- Born: 23 October 1937 Cutch State, British India
- Died: 2 December 2014 (aged 77) Pune, Maharashtra, India
- Occupation: Actor
- Spouse: Rupa Verma (née Ganguly)

= Deven Verma =

Indian actor (1937–2014)

Deven Verma (23 October 1937 – 2 December 2014) was an Indian film and television actor, particularly known for his comic roles, with Bollywood directors like Basu Chatterji, Hrishikesh Mukherjee and Gulzar. He also produced and directed films, including Besharam. He won Filmfare Best Comedian Award for Chori Mera Kaam, Chor Ke Ghar Chor and Angoor.

==Life==
Verma was born on 23 October 1937 in Kutch, to Baldev Singh Verma and Sarala Devi and was brought up in Pune. His father was Rajasthani and mother belonged to Kutch. His father was a film distributor. He studied at the Nowrosjee Wadia College for Arts and Science (University of Pune) (1953–57), graduating with Honours in Politics and Sociology. He married Rupa Ganguly, daughter of veteran Bollywood actor Ashok Kumar and sister of Preeti Ganguly.
========================
**Task prompt**
Using the passage on Deven Verma, answer these:
(a) For which films did he win the Filmfare Best Comedian Award?
(b) Which college did he attend, and in what years?
(c) Who was his wife's father?
Rely only on this text.
========================
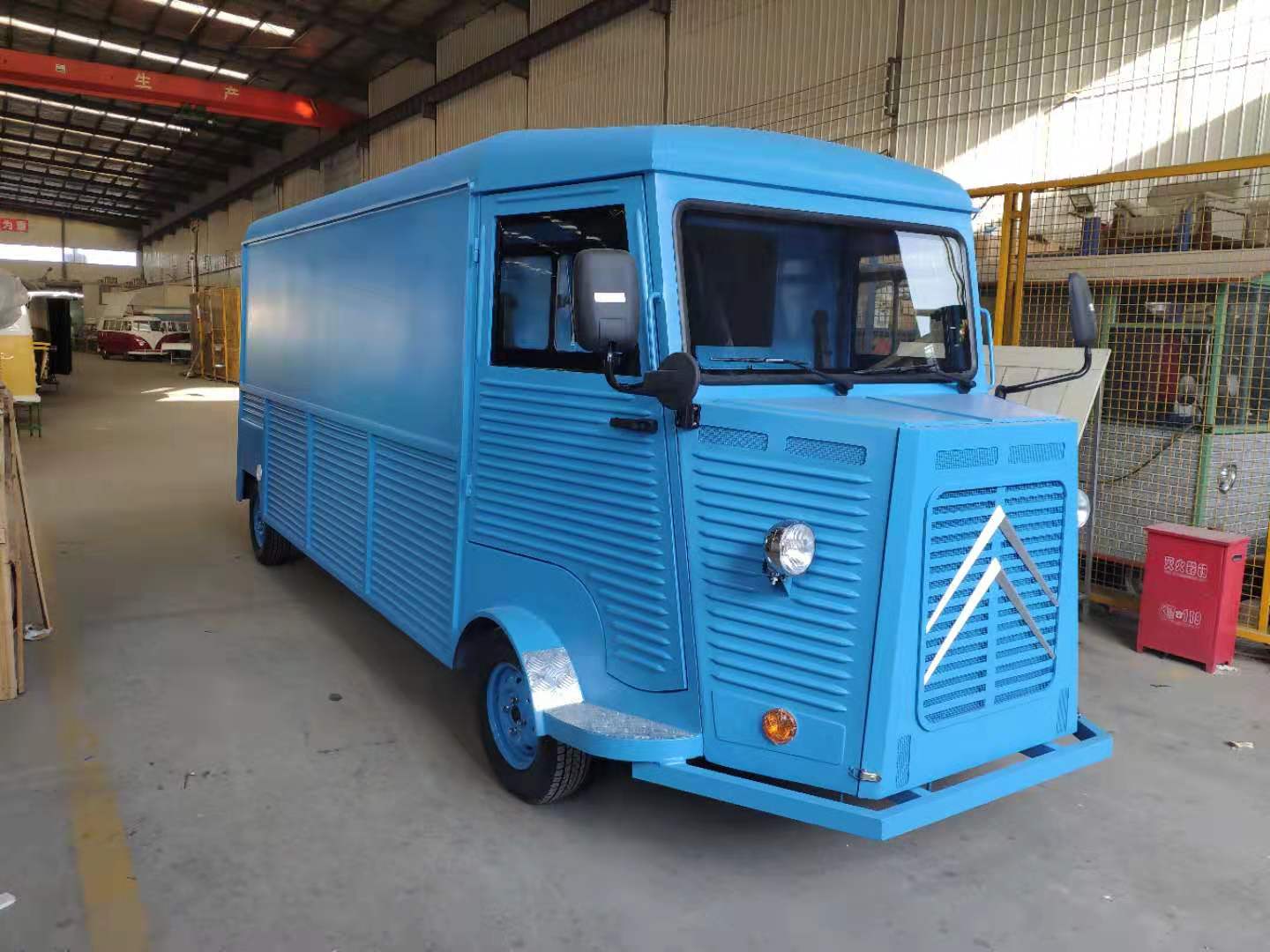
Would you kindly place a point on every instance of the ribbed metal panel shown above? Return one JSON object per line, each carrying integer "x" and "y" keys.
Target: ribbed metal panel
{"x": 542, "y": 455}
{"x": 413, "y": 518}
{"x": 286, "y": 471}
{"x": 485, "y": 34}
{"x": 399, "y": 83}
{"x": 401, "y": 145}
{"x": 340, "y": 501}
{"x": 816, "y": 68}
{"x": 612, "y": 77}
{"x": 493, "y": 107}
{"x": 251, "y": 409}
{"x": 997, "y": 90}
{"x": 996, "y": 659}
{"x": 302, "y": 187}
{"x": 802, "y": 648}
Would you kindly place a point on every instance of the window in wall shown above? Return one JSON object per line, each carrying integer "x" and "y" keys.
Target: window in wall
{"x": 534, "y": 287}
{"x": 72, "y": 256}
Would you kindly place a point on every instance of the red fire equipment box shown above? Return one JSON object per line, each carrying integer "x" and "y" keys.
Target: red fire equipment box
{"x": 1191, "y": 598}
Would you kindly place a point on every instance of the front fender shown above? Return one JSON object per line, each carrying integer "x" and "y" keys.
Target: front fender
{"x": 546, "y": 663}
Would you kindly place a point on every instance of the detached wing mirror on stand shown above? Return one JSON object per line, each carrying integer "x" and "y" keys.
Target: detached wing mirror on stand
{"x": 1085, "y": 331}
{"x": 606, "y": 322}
========================
**Answer to this task**
(a) Chori Mera Kaam, Chor Ke Ghar Chor and Angoor
(b) Nowrosjee Wadia College for Arts and Science (University of Pune), 1953–57
(c) Ashok Kumar